* begin Extract to read *

Machine-learning construction of a model for a macroscopic fluid variable using the delay-coordinate of a scalar observable
Abstract.
We construct a data-driven dynamical system model for a macroscopic variable the Reynolds number of a high-dimensionally chaotic fluid flow by training its scalar time-series data. We use a machine-learning approach, the reservoir computing for the construction of the model, and do not use the knowledge of a physical process of fluid dynamics in its procedure. It is confirmed that an inferred time-series obtained from the model approximates the actual one and that some characteristics of the chaotic invariant set mimic the actual ones. We investigate the appropriate choice of the delay-coordinate, especially the delay-time and the dimension, which enables us to construct a model having a relatively high-dimensional attractor easily.
Key words and phrases:
Machine learning, Reservoir computing
1991 Mathematics Subject Classification:
Primary: 76F20; Secondary: 68T05, 65P20.
Kengo Nakai
Graduate School of Mathematical Sciences, The University of Tokyo
3-8-1 Komaba, Tokyo 153-0041, Japan
Yoshitaka Saiki
Graduate School of Business Administration, Hitotsubashi University
2-1 Naka, Kunitachi, Tokyo 186-8601, Japan
and
JST PRESTO, 4-1-8 Honcho, Kawaguchi-shi, Saitama 332-0012, Japan
and
Institute for Physical Science and Technology, University of Maryland
College Park, MD 20742, USA
1. Introduction
Reservoir computing is a brain-inspired machine-learning technique that employs a data-driven dynamical system. The framework was proposed as Echo-State Networks [Jaeger, 2001, Jaeger and Haas, 2004] and Liquid-State Machines [Maass et al., 2002], and it has been found to be effective in the inference of a future such as time-series, frequency spectra and the Lyapunov spectra [Antonik et al., 2018, Ibáñez-Soria et al., 2018, Inubushi and Yoshimura, 2017, Lu et al., 2017, Pathak et al., 2018, Pathak et al., 2017, Verstraeten et al., 2007].
A reservoir is a recurrent neural network whose internal parameters are not adjusted to fit the data in the training process. Only an output layer is trained. Therefore, the total computational costs are relatively low in comparison with many other machine learning techniques having the same dimensional neural networks. Many physical phenomena including a fluid flow are deterministic, and thus can be described by a high-dimensional dynamical system, even thought they have a complex behavior. That is why the reservoir computing with a high-dimensional neural networks can be useful for the construction of a model for such a phenomenon.
In our previous paper [Nakai and Saiki, 2018], we infer both microscopic and macroscopic behaviors of a three-dimensional chaotic fluid flow using reservoir computing. We presented two ways of inference of the complex behavior: the first, called partial inference, requires continued knowledge of partial time-series data during the inference as well as past time-series data, while the second, called full inference, requires only past time-series data as training data. For the first case, we are able to infer long-time motion of microscopic fluid variables. For the second case, we showed that the reservoir dynamics constructed from only past data of energy functions can infer the future behavior of energy functions and reproduced the energy spectrum.

* end Extract to read *
* begin Supplied information *

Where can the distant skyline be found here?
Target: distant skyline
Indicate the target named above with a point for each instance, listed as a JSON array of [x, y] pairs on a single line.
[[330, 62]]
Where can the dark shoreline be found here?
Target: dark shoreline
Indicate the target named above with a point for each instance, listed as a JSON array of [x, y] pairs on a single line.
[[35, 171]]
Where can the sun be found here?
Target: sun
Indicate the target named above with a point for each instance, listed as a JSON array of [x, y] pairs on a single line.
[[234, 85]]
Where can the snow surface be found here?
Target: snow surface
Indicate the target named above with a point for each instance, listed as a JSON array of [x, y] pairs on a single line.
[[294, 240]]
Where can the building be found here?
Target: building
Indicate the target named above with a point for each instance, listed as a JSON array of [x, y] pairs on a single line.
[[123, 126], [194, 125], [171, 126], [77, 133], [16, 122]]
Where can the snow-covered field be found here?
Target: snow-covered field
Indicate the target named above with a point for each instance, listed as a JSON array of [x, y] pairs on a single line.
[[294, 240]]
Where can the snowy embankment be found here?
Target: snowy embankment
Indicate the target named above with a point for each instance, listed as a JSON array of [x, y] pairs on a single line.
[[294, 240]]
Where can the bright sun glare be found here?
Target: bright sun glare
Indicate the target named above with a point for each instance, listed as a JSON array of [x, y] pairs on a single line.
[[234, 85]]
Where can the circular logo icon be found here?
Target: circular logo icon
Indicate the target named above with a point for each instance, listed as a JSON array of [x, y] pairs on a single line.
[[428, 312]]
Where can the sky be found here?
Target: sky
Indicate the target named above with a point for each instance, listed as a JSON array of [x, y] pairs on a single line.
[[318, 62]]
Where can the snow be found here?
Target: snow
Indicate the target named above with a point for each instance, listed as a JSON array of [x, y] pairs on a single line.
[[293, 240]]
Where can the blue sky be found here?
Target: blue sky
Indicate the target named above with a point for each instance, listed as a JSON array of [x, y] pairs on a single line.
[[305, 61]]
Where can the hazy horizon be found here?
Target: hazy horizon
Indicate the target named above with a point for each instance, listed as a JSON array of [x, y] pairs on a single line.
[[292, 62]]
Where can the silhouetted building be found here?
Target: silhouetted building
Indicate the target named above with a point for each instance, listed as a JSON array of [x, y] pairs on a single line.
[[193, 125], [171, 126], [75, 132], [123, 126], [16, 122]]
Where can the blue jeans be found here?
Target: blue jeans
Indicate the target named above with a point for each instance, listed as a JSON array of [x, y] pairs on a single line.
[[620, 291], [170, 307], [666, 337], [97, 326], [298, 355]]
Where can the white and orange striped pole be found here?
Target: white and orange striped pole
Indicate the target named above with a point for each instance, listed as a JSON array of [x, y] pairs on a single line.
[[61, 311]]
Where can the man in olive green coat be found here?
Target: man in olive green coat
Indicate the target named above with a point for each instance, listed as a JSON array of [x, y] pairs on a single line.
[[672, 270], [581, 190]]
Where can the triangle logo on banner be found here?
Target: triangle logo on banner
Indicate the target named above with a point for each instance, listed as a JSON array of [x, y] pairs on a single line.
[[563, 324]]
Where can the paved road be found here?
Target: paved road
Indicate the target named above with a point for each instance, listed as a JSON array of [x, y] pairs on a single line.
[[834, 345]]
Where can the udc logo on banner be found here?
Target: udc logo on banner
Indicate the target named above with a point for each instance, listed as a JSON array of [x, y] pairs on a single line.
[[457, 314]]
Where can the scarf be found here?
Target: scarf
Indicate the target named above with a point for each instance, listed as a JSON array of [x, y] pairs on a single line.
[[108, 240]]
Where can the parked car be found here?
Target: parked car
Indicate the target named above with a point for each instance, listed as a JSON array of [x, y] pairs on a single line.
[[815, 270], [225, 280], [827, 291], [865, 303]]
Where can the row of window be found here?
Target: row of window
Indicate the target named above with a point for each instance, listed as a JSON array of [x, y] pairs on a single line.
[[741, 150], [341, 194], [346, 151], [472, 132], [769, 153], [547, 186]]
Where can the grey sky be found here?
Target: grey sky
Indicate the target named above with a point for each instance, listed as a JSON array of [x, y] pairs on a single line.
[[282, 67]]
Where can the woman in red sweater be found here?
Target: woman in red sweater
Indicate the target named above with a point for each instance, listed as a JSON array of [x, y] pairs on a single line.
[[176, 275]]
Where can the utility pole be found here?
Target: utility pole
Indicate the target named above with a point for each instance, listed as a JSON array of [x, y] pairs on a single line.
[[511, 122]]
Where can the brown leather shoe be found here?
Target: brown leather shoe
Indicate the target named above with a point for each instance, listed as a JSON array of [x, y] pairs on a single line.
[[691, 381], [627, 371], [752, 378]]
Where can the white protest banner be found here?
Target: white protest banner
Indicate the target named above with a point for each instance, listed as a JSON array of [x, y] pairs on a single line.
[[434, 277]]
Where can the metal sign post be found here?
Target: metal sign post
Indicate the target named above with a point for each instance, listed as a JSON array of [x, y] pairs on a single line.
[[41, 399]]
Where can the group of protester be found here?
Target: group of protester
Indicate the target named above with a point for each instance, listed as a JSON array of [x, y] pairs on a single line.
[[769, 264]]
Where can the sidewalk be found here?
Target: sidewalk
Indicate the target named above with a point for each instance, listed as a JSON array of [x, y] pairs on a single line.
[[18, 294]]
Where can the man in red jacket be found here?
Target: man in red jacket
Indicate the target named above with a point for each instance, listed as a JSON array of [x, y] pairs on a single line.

* end Supplied information *

= Actions to take =
[a] In the rows, take the lines from the one with "Where can the silhouetted" to the one with "[[672, 270], [581, 190]]" and write them out again, substituting "dark green" for "olive green" and leaving everything else as it is.
[b] Resume the excerpt on reservoir computing models of a chaotic fluid flow, picking up right after its final sentence.
The text and the rows come from two unrelated sources.

= Results for the exercise =
[a]
Where can the silhouetted building be found here?
Target: silhouetted building
Indicate the target named above with a point for each instance, listed as a JSON array of [x, y] pairs on a single line.
[[193, 125], [171, 126], [75, 132], [123, 126], [16, 122]]
Where can the blue jeans be found here?
Target: blue jeans
Indicate the target named above with a point for each instance, listed as a JSON array of [x, y] pairs on a single line.
[[620, 291], [170, 307], [666, 337], [97, 326], [298, 355]]
Where can the white and orange striped pole be found here?
Target: white and orange striped pole
Indicate the target named above with a point for each instance, listed as a JSON array of [x, y] pairs on a single line.
[[61, 311]]
Where can the man in dark green coat be found here?
Target: man in dark green coat
Indicate the target named above with a point for each instance, listed as a JSON array of [x, y] pairs on a single line.
[[672, 270], [581, 190]]

[b]
In various experiments and observations of high-dimensional complex phenomena, there are usually much smaller number of measurements than the Lyapunov dimensions of the attractor. Even in such cases, we can efficiently construct a dynamical model by generating high-dimensional input data for the reservoir computing by using the delay-coordinate [Nakai and Saiki, 2018, Sauer et al., 1991, Takens, 1981].
The current paper focuses on the model construction and the full-inference of a macroscopic variable, the Taylor microscale Reynolds number, when the scalar time-series is accessible as measurements. We evaluate the model in many ways, and discuss details of the appropriate choice of the delay-coordinate created from the single observable. This will be useful for readers who wish to construct a reservoir model by themselves.
After reviewing the procedure of the reservoir computing in Sec. 2 and the generation of time-series data of a fluid flow in Sec. 3, we show that the constructed reservoir model recovers various properties of a fluid flow obtained from the Navier-Stokes equation in Sec. 4. We investigate the effective choice of delay-coordinate in order to construct a model in Sec. 5. We summarize our results in Sec. 6.
2. Reservoir computing
Reservoir computing is recently used in the inference of complex dynamics [Ibáñez-Soria et al., 2018, Lu et al., 2018, Lu et al., 2017, Pathak et al., 2018, Pathak et al., 2017]. It focuses on the determination of a linear function from the reservoir state vector to variables to be inferred (see eq. (5)). Here we review the outline of the method [Jaeger and Haas, 2004, Lu et al., 2017]. In this paper, we construct a model dealing with so called full-inference, in which there is no observable data in the inference phase [Nakai and Saiki, 2018].
We consider a dynamical system
[TABLE]
together with a pair of -dependent, vector valued variables
[TABLE]
We seek a method for using the knowledge of to determine an estimate of as a function of time when direct measurement of is not available. We have a knowledge and during the training phase for , and are unknown during the inference phase for . Therefore, during the inference phase is replaced by in the previous step. See eq. (8) for the detail.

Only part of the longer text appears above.